Extracted data entries:
§ §

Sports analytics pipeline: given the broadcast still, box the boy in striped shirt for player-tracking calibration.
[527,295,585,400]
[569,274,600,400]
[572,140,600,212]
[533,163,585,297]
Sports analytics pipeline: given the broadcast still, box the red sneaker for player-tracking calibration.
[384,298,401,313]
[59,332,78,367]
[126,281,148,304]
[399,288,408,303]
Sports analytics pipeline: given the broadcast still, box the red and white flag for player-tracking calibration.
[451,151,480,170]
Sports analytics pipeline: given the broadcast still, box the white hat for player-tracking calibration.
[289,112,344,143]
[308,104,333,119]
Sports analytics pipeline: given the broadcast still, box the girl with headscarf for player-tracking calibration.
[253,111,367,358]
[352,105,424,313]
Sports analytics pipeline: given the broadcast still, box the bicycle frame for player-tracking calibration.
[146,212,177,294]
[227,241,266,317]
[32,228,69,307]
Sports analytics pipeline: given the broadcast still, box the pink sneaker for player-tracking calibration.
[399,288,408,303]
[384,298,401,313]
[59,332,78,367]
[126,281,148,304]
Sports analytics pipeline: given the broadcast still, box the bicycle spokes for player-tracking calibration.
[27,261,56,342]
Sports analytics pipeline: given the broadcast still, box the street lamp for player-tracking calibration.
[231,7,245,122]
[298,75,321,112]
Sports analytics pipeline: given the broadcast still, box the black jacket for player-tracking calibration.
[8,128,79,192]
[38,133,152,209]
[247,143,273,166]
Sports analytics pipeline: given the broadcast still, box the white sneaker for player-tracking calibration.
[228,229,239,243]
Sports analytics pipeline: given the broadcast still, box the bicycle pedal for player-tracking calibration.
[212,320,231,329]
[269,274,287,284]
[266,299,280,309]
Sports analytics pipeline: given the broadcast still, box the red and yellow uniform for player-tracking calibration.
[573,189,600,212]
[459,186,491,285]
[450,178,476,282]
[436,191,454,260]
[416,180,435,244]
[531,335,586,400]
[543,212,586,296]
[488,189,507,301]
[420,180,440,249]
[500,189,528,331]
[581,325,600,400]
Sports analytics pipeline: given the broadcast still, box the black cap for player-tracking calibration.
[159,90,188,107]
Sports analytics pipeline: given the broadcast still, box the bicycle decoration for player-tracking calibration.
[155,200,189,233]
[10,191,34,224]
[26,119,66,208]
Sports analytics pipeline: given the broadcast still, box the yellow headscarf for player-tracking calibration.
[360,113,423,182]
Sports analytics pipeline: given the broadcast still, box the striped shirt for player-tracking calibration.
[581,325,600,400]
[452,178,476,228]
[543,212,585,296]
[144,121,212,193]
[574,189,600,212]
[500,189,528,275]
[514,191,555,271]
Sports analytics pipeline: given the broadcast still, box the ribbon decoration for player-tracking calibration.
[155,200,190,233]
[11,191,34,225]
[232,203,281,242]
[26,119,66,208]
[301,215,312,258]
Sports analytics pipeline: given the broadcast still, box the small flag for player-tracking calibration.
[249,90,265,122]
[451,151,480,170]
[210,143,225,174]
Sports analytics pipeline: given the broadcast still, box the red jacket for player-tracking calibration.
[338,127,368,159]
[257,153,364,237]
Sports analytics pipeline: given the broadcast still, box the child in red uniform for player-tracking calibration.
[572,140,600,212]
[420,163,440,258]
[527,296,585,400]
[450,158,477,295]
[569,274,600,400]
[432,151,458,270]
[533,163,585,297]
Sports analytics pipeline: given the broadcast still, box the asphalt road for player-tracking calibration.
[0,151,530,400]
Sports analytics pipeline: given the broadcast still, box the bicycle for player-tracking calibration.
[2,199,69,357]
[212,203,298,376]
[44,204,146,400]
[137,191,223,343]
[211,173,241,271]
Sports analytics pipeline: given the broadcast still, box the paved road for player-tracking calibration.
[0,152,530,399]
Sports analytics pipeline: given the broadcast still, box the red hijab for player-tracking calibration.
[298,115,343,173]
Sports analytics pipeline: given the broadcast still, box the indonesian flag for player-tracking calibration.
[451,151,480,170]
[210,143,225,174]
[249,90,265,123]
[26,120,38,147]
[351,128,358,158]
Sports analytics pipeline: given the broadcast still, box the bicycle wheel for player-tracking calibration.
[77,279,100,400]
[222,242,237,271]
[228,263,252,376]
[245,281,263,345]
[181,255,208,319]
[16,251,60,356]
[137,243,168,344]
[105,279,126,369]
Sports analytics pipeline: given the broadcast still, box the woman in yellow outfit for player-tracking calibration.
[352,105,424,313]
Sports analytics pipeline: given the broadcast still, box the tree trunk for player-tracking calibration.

§ §

- What you have to do
Set down the preceding data verbatim. Every line belongs in the copy.

- Output of the exercise
Sports analytics pipeline: given the broadcast still, box the boy in striped shirt for player-tracking calibration.
[527,295,585,400]
[569,274,600,400]
[572,140,600,212]
[533,163,585,297]
Sports analytics pipeline: given the broadcast still, box the red sneaker for player-tracking calibration.
[384,298,401,313]
[59,332,78,367]
[126,281,148,304]
[399,288,408,303]
Sports analytics pipeline: given the broadcast still, box the red and white flag for player-tracking calibration.
[451,151,480,170]
Sports analytics pipeline: given the broadcast still, box the white hat for player-tracking calibration.
[289,112,344,143]
[308,104,333,119]
Sports analytics pipeline: given the broadcast still, box the girl with headscarf for player-tracking calibration.
[253,111,367,358]
[352,105,424,313]
Sports analytics pipeline: given the broadcast still, box the bicycle frame for player-tracking calibration.
[146,212,177,294]
[227,241,266,317]
[32,228,69,307]
Sports analytics pipeline: given the broadcast still, box the pink sneaker for player-tracking calibration.
[399,288,408,303]
[384,298,401,313]
[59,332,78,367]
[126,281,148,304]
Sports analytics pipeline: given the broadcast still, box the bicycle spokes for player-tracking calibration.
[27,261,56,342]
Sports analytics pipeline: given the broadcast still, box the street lamp for player-tracking calibration.
[231,7,245,122]
[298,75,321,112]
Sports analytics pipeline: given the broadcast still, box the black jacket for player-tracking calibration.
[8,128,79,192]
[38,133,152,209]
[247,143,273,166]
Sports analytics pipeline: given the broadcast still, box the white sneaker for player-tracking calibration.
[228,229,239,243]
Sports analytics pipeline: given the broadcast still, box the bicycle pedal for player-tracking calibration.
[212,320,231,329]
[269,274,287,284]
[266,299,280,309]
Sports analytics pipeline: given the broadcast still, box the red and yellow uniform for player-tracking calibration.
[573,189,600,212]
[459,186,491,285]
[450,178,476,282]
[436,191,454,260]
[416,180,435,244]
[531,335,586,400]
[543,212,586,296]
[488,189,507,301]
[420,180,440,249]
[500,189,528,331]
[581,325,600,400]
Sports analytics pipeline: given the broadcast still, box the black cap for player-tracking calibration.
[159,90,188,107]
Sports analytics pipeline: given the broadcast still, box the bicycle decoration for player-tracking calibration.
[155,200,189,233]
[10,191,34,224]
[26,119,66,208]
Sports analytics pipeline: given the broadcast still, box the yellow headscarf for player-tracking calibration.
[360,113,423,182]
Sports analytics pipeline: given the broadcast still, box the striped shirt for player-tracking calibration.
[581,325,600,400]
[452,178,476,228]
[543,212,585,296]
[144,121,212,193]
[574,189,600,212]
[500,189,528,275]
[514,191,555,271]
Sports analytics pipeline: given the broadcast still, box the ribbon decoration for player-tracking calibration.
[155,200,190,233]
[11,191,34,225]
[232,203,281,242]
[26,119,66,208]
[301,215,312,258]
Sports analytics pipeline: given the broadcast still, box the small flag for player-tracking calibration.
[249,90,265,122]
[451,151,480,170]
[210,143,225,174]
Sports analytics pipeline: given the broadcast still, box the red jacket for player-tracking calibration.
[338,127,368,159]
[257,153,364,237]
Sports analytics pipeline: given the broadcast still, box the child in red uniform for player-tracking calibration.
[572,140,600,212]
[420,163,440,258]
[527,296,585,400]
[450,158,477,295]
[569,274,600,400]
[432,151,458,270]
[533,163,585,297]
Sports analytics pipeline: given the broadcast still, box the asphalt road for player-tracking calibration.
[0,151,530,400]
Sports analytics pipeline: given the broadcast still, box the bicycle for player-tracking calibration.
[2,199,69,357]
[212,203,298,376]
[44,204,146,400]
[137,191,223,343]
[211,173,241,271]
Sports analytics pipeline: given the broadcast still, box the paved road for player-tracking calibration.
[0,152,530,399]
Sports analytics pipeline: given the broadcast still, box the red hijab for player-tracking calibration.
[298,115,343,173]
Sports analytics pipeline: given the broadcast still, box the indonesian flag for player-tracking calibration.
[451,151,480,170]
[210,143,225,174]
[249,90,265,123]
[26,120,38,147]
[351,128,358,158]
Sports analytics pipeline: given the broadcast still, box the bicycle wheel for player-tracking calibration.
[77,279,100,400]
[222,242,237,271]
[228,263,252,376]
[245,281,263,345]
[181,255,208,319]
[16,251,60,356]
[137,243,168,344]
[105,279,126,369]
Sports analytics pipeline: given the broadcast still, box the woman in yellow outfit for player-tracking calibration.
[352,105,424,313]
Sports analytics pipeline: given the broadcast still, box the tree trunk for player-tracking calibration.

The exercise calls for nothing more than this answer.